* _SET PROBLEM_
Reproduce word for word the lines beginning with the one that contains "task: draw the outline of each instance of the crowd" and running through the final line.

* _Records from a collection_
————————

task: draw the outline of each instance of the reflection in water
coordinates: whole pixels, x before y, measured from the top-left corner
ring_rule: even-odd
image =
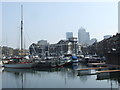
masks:
[[[105,75],[77,76],[78,68],[84,64],[74,64],[65,68],[10,69],[3,70],[3,88],[113,88],[120,83],[120,73]],[[117,75],[117,76],[116,76]],[[112,84],[111,84],[112,82]],[[119,83],[118,83],[119,82]]]

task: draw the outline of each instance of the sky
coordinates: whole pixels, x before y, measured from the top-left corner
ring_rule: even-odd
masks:
[[[26,48],[42,39],[57,43],[66,38],[66,32],[78,37],[81,27],[98,41],[118,32],[117,2],[3,2],[3,46],[20,46],[21,5]]]

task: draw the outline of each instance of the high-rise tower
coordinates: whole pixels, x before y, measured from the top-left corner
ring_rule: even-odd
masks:
[[[66,32],[66,39],[68,40],[69,38],[73,37],[73,32]]]

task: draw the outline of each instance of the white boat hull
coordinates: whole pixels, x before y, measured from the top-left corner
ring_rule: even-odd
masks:
[[[4,67],[6,68],[15,68],[15,69],[24,69],[24,68],[32,68],[33,63],[23,63],[23,64],[4,64]]]

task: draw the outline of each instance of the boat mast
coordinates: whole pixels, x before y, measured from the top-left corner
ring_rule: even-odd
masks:
[[[23,57],[23,5],[21,5],[21,57]]]

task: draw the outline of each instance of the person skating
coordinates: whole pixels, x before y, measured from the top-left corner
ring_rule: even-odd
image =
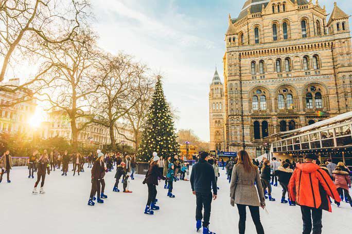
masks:
[[[146,174],[146,178],[143,181],[143,184],[148,186],[148,201],[144,210],[144,213],[154,215],[152,210],[159,210],[160,207],[155,205],[156,199],[156,186],[158,185],[158,178],[165,180],[166,178],[163,176],[159,170],[159,160],[160,158],[156,152],[153,153],[153,158],[149,165],[149,168]]]
[[[271,164],[270,164],[271,168],[273,169],[273,176],[271,178],[271,185],[274,186],[277,186],[277,173],[278,170],[278,167],[281,166],[281,163],[276,161],[276,158],[274,157],[272,160]],[[275,180],[275,184],[274,183]]]
[[[7,176],[7,183],[11,183],[10,180],[10,171],[12,169],[12,157],[10,155],[10,150],[7,150],[3,154],[3,157],[0,159],[0,161],[3,162],[4,164],[4,168],[1,170],[1,176],[0,176],[0,183],[3,181],[3,176],[5,173],[5,170],[6,169],[6,174]]]
[[[176,182],[174,172],[175,166],[173,163],[169,164],[169,170],[167,172],[167,180],[169,183],[169,190],[167,196],[169,198],[174,198],[175,196],[172,194],[172,189],[173,188],[173,181]]]
[[[290,164],[287,163],[285,163],[283,166],[278,167],[277,175],[278,176],[278,182],[280,185],[283,188],[283,196],[281,198],[281,203],[288,203],[290,206],[294,205],[293,204],[290,199],[286,200],[286,192],[288,189],[288,183],[290,182],[290,179],[292,175],[293,170],[290,168]]]
[[[168,165],[171,163],[171,156],[169,156],[167,157],[167,158],[165,158],[165,159],[164,160],[164,173],[163,173],[163,175],[164,177],[166,177],[167,176],[167,172],[168,170]],[[164,186],[164,188],[168,189],[169,189],[169,186],[168,186],[167,184],[167,180],[165,180],[165,184]]]
[[[212,209],[212,199],[216,199],[218,190],[214,169],[207,162],[208,155],[206,152],[201,153],[198,162],[193,166],[190,181],[192,193],[196,195],[196,198],[197,230],[198,231],[202,227],[203,220],[203,234],[215,234],[209,230],[209,221]],[[212,188],[214,194],[212,193]],[[203,207],[204,216],[202,214]]]
[[[216,184],[218,184],[218,177],[220,175],[219,172],[219,165],[218,164],[218,161],[214,160],[213,164],[213,168],[214,168],[214,173],[215,173],[215,180],[216,180]],[[217,188],[218,190],[219,189],[219,187]]]
[[[92,168],[92,188],[91,189],[91,194],[90,196],[88,205],[91,206],[94,205],[95,196],[97,193],[97,202],[98,203],[103,203],[104,201],[101,199],[100,195],[100,180],[104,178],[105,175],[105,167],[104,164],[104,154],[101,153],[100,149],[97,150],[98,158],[94,162],[93,167]],[[104,184],[105,184],[104,183]]]
[[[339,167],[337,167],[335,170],[332,171],[332,177],[334,179],[334,183],[337,188],[338,192],[340,194],[340,198],[343,201],[343,194],[347,198],[347,201],[352,207],[352,200],[351,196],[348,192],[348,186],[351,185],[351,178],[349,173],[341,170]],[[338,206],[340,206],[340,203],[337,203]]]
[[[50,161],[49,160],[49,157],[48,156],[47,153],[44,153],[43,155],[40,157],[38,162],[38,172],[37,175],[38,176],[38,179],[37,181],[34,184],[34,187],[32,191],[32,193],[38,194],[38,192],[37,190],[37,186],[39,184],[41,179],[42,180],[42,183],[40,184],[40,189],[39,190],[39,193],[41,194],[44,194],[45,192],[44,190],[44,184],[45,181],[45,175],[46,174],[46,172],[47,171],[48,174],[50,174]]]
[[[124,176],[122,180],[125,179],[125,177],[127,173],[125,171],[125,167],[126,164],[124,162],[121,162],[120,165],[116,167],[116,173],[115,174],[115,182],[113,191],[114,192],[119,192],[120,190],[118,189],[118,183],[121,179],[121,176]]]
[[[36,163],[37,153],[38,153],[38,151],[37,149],[34,149],[33,150],[32,154],[28,157],[28,171],[29,172],[28,178],[31,177],[32,179],[34,178],[34,164]]]
[[[306,154],[305,162],[296,164],[289,183],[290,200],[301,206],[303,234],[310,233],[312,227],[313,233],[322,233],[322,211],[331,212],[329,197],[341,202],[336,186],[329,175],[313,162],[316,159],[315,154]]]
[[[247,151],[241,150],[238,152],[238,161],[234,166],[232,177],[231,204],[235,206],[236,204],[238,209],[240,217],[239,233],[244,234],[245,231],[245,209],[248,206],[257,233],[264,234],[259,209],[259,207],[263,209],[265,208],[264,191],[258,167],[252,162]],[[256,185],[256,189],[255,185]]]
[[[68,171],[68,163],[69,163],[70,158],[67,150],[65,150],[64,154],[62,155],[62,174],[61,176],[67,176]]]
[[[76,155],[74,157],[73,161],[75,162],[74,164],[74,177],[75,174],[76,174],[76,169],[78,173],[78,176],[79,176],[79,172],[81,171],[81,165],[82,164],[82,162],[83,160],[83,158],[79,153],[76,153]]]
[[[269,201],[275,201],[275,199],[271,197],[271,184],[270,184],[270,161],[266,160],[263,162],[263,167],[261,168],[261,173],[260,173],[260,179],[263,186],[263,191],[265,193],[265,191],[268,188],[268,196]],[[265,198],[268,198],[265,196]]]

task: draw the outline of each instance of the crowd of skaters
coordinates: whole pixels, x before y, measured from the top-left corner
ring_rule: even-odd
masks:
[[[344,199],[352,207],[348,191],[351,187],[351,172],[348,168],[342,162],[335,164],[330,159],[322,164],[316,155],[312,153],[305,155],[304,159],[304,162],[298,163],[289,160],[277,160],[275,158],[269,161],[264,158],[259,163],[257,160],[251,160],[247,152],[242,150],[237,157],[229,158],[226,164],[222,161],[223,169],[226,165],[230,183],[230,204],[233,206],[236,204],[238,209],[239,233],[244,233],[245,231],[247,206],[249,207],[257,233],[264,233],[259,208],[265,209],[266,199],[275,201],[272,197],[271,185],[277,186],[278,182],[283,189],[281,203],[288,203],[290,206],[297,204],[301,207],[303,234],[310,233],[312,230],[313,234],[322,233],[322,210],[331,212],[332,200],[340,206]],[[33,178],[34,172],[37,172],[33,193],[38,193],[37,187],[41,181],[39,193],[45,193],[43,186],[45,176],[49,174],[50,171],[60,170],[62,167],[62,176],[66,176],[71,162],[73,164],[74,176],[76,171],[78,174],[80,172],[84,172],[85,163],[88,163],[87,167],[92,168],[92,188],[89,205],[94,205],[94,201],[96,200],[99,203],[103,203],[103,199],[107,198],[104,193],[104,177],[106,172],[113,170],[114,166],[116,167],[116,181],[113,191],[119,191],[119,181],[122,177],[124,192],[132,192],[129,190],[128,179],[134,179],[136,169],[134,155],[115,152],[104,154],[100,150],[97,150],[96,153],[90,153],[83,157],[79,153],[68,154],[67,151],[60,153],[54,150],[48,153],[44,150],[40,153],[38,150],[33,150],[28,158],[28,178]],[[0,182],[5,173],[7,174],[8,183],[11,182],[9,176],[12,164],[10,151],[6,150],[0,158]],[[168,190],[167,196],[174,198],[173,183],[180,180],[188,180],[189,169],[189,165],[185,158],[174,155],[163,159],[156,152],[153,153],[143,181],[148,188],[145,213],[153,215],[154,210],[160,209],[156,205],[156,186],[158,182],[161,180],[165,181],[164,187]],[[203,152],[197,158],[190,175],[191,187],[197,200],[196,228],[198,231],[202,226],[203,233],[215,234],[209,230],[209,220],[212,200],[216,199],[219,189],[217,185],[217,178],[220,176],[219,169],[218,160]],[[128,172],[131,173],[129,175]]]

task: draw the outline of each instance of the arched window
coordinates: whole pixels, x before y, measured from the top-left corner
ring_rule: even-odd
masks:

————————

* _SOLUTION FOR THIS EXERCISE_
task: draw the outline of each instance of the crowd of skaters
coordinates: whole pixels, x before y, measured from the top-left corner
ring_rule: even-odd
masks:
[[[344,199],[352,207],[348,191],[351,187],[351,172],[348,168],[342,162],[335,164],[330,159],[322,164],[316,155],[312,153],[305,155],[304,159],[304,162],[298,163],[289,160],[277,160],[275,158],[269,161],[264,158],[259,163],[257,160],[251,160],[247,152],[242,150],[237,157],[229,158],[226,164],[222,161],[223,169],[226,165],[230,183],[230,204],[233,206],[236,204],[238,209],[239,233],[244,233],[245,231],[247,206],[249,207],[257,233],[264,233],[259,208],[265,209],[266,199],[275,201],[272,197],[271,185],[277,186],[278,182],[283,189],[281,203],[288,203],[290,206],[297,204],[301,207],[303,234],[310,233],[312,230],[313,234],[322,233],[322,210],[331,212],[332,200],[340,206]],[[33,178],[34,172],[37,172],[33,193],[38,193],[37,187],[41,181],[39,193],[45,193],[43,186],[45,176],[49,174],[50,171],[60,170],[62,167],[62,176],[66,176],[71,162],[73,164],[74,176],[76,171],[78,174],[80,172],[84,172],[85,163],[88,163],[87,167],[92,168],[92,188],[89,205],[94,205],[94,201],[96,200],[99,203],[103,203],[103,199],[107,198],[104,193],[104,177],[106,172],[113,170],[114,166],[116,167],[116,181],[113,191],[119,191],[119,181],[122,177],[124,192],[132,192],[129,190],[128,179],[134,179],[136,169],[134,155],[115,152],[104,154],[100,150],[97,150],[96,153],[90,153],[83,157],[79,153],[68,154],[67,151],[60,153],[54,150],[48,153],[44,150],[40,153],[38,150],[33,150],[28,158],[28,178]],[[0,182],[5,173],[7,174],[8,183],[11,182],[9,176],[12,164],[10,151],[6,150],[0,158]],[[168,190],[167,196],[174,198],[173,183],[180,180],[188,180],[189,169],[189,165],[185,158],[174,155],[163,159],[156,152],[153,153],[143,181],[148,188],[145,213],[153,215],[154,210],[160,209],[156,205],[156,186],[158,182],[161,180],[165,181],[164,187]],[[203,152],[197,158],[190,175],[191,187],[197,200],[196,228],[198,231],[202,226],[203,233],[215,234],[209,230],[209,220],[212,200],[216,199],[219,189],[217,185],[217,178],[220,176],[219,169],[218,160]],[[128,172],[131,173],[129,175]]]

task: draw the outline of each instance of the arched window
coordinates: whole pixels, x before y, measured from the top-left corner
ring_rule: even-odd
masks:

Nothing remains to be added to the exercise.